## What to do
Please transcribe the message below on ground fault protection for ungrounded PV arrays in full, word for word, keeping its header lines and line breaks.

DC-GFP/2 protection [RE-wrenches]

Bill Brooks billb at endecon.com
Fri Aug 23 09:34:10 PDT 2002


Steve:

I wholeheartedly agree that we need to have provisions for ungrounded PV
arrays in the NEC, but that does not get us out of the Ground Fault
Protection issue. On the contrary, we have to be even more diligent about
sensing Ground Faults in a floated system. Fortunately, it is easier to
sense ground faults in a floated system. The key issue is equivalent
electrical safety to grounded systems. Grounded systems definitely provide a
level of safety by referencing the system to ground potential. All the
safety benefits we get from a grounded system have to be found in an
ungrounded system. Both types of systems can be safe if designed
properly--however that is a big IF. Just ungrounding systems is not the
answer. The Europeans have been doing it safely for a very long time so it
is not like we are charting new ground here. We just need a very well
written and well substantiated section to address the issues of ungrounded
systems. It is very likely that provisions for systems above 300Vdc will
precede other ungrounded provisions.

I would be willing to bet that the SOVs have been the reason you have done
so well with your system--not the fact that you have ungrounded the system.
I really don't think you have created an unsafe situation, but it does
operate above 50 Volts, so it should either be grounded or have equivalent
grounding means.

Bill.

## Material
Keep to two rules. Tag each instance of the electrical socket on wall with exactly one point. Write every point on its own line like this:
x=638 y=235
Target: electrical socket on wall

## Output for this exercise
DC-GFP/2 protection [RE-wrenches]

Bill Brooks billb at endecon.com
Fri Aug 23 09:34:10 PDT 2002


Steve:

I wholeheartedly agree that we need to have provisions for ungrounded PV
arrays in the NEC, but that does not get us out of the Ground Fault
Protection issue. On the contrary, we have to be even more diligent about
sensing Ground Faults in a floated system. Fortunately, it is easier to
sense ground faults in a floated system. The key issue is equivalent
electrical safety to grounded systems. Grounded systems definitely provide a
level of safety by referencing the system to ground potential. All the
safety benefits we get from a grounded system have to be found in an
ungrounded system. Both types of systems can be safe if designed
properly--however that is a big IF. Just ungrounding systems is not the
answer. The Europeans have been doing it safely for a very long time so it
is not like we are charting new ground here. We just need a very well
written and well substantiated section to address the issues of ungrounded
systems. It is very likely that provisions for systems above 300Vdc will
precede other ungrounded provisions.

I would be willing to bet that the SOVs have been the reason you have done
so well with your system--not the fact that you have ungrounded the system.
I really don't think you have created an unsafe situation, but it does
operate above 50 Volts, so it should either be grounded or have equivalent
grounding means.

Bill.